_FRAGMENTO DE ORIGEN_:
El estilo: más allá de una duda razonable
"Claro que interpretar en cine es distinto a hacerlo
en el teatro. En cine el trabajo se fragmenta, se hace sobre
la base de de pequeños segmentos, unas veces más obvios que otras. La aproximación, la preparación, es también
diferente, menos continua..."
Morgan Freeman
Aunque la actuación, en el terreno profesional, abarca por lo menos cuatro siglos de la civilización occidental, y pese al hecho de que todo el mundo ha visto alguna vez actuaciones de uno u otro tipo, se impone reconocer que el tema permanece oscurecido por una mayor vaguedad teórica que la presente en otras ramas del arte. Se observa, como resultado, que los repetidos intentos de clasificar a los actores según compartimentaciones rígidas suelen chocar con diversos obstáculos.

_POR HACER_: Según el fragmento sobre la actuación, ¿cuántos siglos de la civilización occidental abarca como mínimo la actuación en el terreno profesional?

_DATOS APORTADOS_:

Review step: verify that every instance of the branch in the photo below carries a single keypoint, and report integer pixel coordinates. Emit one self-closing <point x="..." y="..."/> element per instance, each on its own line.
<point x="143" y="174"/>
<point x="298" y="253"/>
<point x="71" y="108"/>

_EL RESULTADO_: Por lo menos cuatro siglos.